▶ DATA FOR PROCESSING:
=======

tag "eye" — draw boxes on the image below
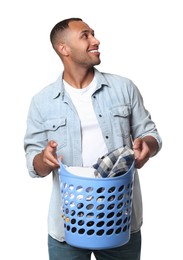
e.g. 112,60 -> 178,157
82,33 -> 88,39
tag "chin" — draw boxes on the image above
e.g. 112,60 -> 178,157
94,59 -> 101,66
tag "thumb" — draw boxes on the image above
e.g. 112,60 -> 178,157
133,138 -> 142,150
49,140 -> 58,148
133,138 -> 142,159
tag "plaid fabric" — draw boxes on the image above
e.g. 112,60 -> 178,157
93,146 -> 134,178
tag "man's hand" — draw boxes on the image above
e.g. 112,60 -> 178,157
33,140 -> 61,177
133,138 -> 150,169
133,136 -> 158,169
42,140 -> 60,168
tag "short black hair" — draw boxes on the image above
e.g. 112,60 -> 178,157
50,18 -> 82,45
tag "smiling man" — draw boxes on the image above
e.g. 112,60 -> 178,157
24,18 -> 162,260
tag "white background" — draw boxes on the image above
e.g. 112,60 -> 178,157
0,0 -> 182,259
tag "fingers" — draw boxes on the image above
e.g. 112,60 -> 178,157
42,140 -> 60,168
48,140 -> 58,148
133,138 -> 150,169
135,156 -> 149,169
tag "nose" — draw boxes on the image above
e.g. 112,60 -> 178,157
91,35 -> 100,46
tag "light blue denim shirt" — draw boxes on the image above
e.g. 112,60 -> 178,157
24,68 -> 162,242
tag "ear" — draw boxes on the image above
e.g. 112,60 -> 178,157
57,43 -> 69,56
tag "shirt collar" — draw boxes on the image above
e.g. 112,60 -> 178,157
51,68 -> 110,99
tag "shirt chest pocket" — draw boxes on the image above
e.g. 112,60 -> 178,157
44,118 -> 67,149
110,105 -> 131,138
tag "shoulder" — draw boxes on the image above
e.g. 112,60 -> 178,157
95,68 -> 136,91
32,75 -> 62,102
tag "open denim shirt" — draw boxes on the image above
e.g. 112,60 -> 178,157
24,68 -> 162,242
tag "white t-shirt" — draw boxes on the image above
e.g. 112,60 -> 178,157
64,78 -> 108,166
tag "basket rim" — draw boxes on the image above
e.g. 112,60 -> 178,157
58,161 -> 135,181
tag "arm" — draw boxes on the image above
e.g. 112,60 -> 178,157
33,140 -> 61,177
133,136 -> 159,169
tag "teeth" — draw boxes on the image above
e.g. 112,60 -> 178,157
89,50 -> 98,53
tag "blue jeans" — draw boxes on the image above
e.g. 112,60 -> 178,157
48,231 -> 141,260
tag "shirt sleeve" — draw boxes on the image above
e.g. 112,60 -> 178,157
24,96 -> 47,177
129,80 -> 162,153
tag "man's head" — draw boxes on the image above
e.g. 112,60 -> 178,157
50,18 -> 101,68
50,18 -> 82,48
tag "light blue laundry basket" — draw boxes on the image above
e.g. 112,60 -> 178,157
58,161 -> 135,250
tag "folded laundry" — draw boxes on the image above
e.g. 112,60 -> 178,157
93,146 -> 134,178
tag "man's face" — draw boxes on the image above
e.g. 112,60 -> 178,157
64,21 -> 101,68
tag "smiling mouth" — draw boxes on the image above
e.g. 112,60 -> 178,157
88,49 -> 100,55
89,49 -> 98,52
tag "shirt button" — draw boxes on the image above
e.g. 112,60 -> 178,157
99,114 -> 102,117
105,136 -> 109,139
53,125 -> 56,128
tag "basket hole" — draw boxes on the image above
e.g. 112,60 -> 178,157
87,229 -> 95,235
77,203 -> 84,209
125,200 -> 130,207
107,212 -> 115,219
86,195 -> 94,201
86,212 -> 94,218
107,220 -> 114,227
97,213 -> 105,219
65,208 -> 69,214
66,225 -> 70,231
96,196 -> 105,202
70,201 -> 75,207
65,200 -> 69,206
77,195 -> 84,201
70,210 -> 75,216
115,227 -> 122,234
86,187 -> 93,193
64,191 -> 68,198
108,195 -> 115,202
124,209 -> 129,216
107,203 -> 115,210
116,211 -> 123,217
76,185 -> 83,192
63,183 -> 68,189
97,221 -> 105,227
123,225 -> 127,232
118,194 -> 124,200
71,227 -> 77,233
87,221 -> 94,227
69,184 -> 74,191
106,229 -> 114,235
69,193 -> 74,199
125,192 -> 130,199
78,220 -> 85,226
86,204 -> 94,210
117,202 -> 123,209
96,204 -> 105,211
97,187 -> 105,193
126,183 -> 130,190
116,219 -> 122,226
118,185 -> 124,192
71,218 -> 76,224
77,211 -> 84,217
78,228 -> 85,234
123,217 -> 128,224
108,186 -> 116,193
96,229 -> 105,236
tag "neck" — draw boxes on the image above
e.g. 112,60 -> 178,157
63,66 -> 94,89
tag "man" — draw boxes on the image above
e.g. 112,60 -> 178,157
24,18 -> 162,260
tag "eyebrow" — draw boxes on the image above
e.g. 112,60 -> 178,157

=======

▶ WORK TO BE COMPLETED:
Which lines above contain the word "laundry"? Copy all of them.

▶ OUTPUT OF THE EXERCISE:
tag "light blue laundry basket" — draw boxes on the image above
tag "folded laundry" — draw boxes on the image above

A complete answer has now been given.